━━━ Excerpt to read ━━━

Spoiler alert: Do not read unless you have watched “Top Gun: Maverick.”
The long-in-the-works sequel to the 1986 Tom Cruise blockbuster has been shattering expectations since it launched into the theaters on May 27, soaring to a $160 million domestic opening. The high-flying, practically shot jet plane action sequences and Cruise’s inimitable star power have brought crowds to their feet.
But Val Kilmer’s return as Tom “Iceman” Kazansky was an undeniable highlight for many. And it’s all thanks to artificial intelligence.
Going into “Top Gun: Maverick,” Kilmer’s appearance was a big question mark. The actor lost his ability to speak after going through throat cancer treatment in 2014. Instead of leaving Iceman and Kilmer out of the long-anticipated sequel, the writers wove Kilmer’s story into the character. In “Top Gun: Maverick,” Iceman also has cancer and, for the majority of his brief time in the film, communicates with Maverick by typing.
However, Kilmer does have one emotional line of dialogue, which required a unique partnership between Kilmer and Sonantic, a voice synthesis company. Sonantic, with which Kilmer previously partnered in 2021 for another project, fed hours of Kilmer’s archival recordings through an A.I. to generate a voice model that is a vocal clone of the actor.
The use of this technology hit close to home for Rupal Patel, a Northeastern professor in communication sciences and disorders. Patel has worked extensively with vocal synthesis technology, and almost as soon as the film hit theaters, her phone started going off. Her work in the Communication Analysis and Design Laboratory and with her spin-out company VocaliD uses the technology to recreate voices for those who have lost them or who never had them in the first place.
Patel said that Sonantic’s work with Kilmer is only possible because of rapid advances in vocal synthesis technology over the last decade. What used to be a time-consuming, expensive process that required hours of recorded or archived audio to create or restore a voice is more streamlined and advanced than ever before.
“In the last 10 years, there’s been all these advances in machine learning that allow us to now basically take less audio––maybe about an hour of audio or sometimes even less than that––and feed it to a neural network,” Patel said. “That neural network then learns how to speak like that person.”

━━━ Extracted material ━━━

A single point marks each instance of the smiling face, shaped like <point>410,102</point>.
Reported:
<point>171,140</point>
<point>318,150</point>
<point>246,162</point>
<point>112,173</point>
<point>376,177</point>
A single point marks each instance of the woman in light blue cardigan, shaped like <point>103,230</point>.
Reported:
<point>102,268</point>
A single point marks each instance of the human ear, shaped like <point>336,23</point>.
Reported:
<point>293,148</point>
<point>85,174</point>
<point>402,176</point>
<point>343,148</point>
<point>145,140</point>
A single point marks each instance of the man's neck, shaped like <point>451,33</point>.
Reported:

━━━

Exercise details: From the article about Val Kilmer's voice in "Top Gun: Maverick," pull out the passage that starts at the words "The long-in-the-works sequel" and ends after "to their feet.", copying it word for word.

Task solution:
The long-in-the-works sequel to the 1986 Tom Cruise blockbuster has been shattering expectations since it launched into the theaters on May 27, soaring to a $160 million domestic opening. The high-flying, practically shot jet plane action sequences and Cruise’s inimitable star power have brought crowds to their feet.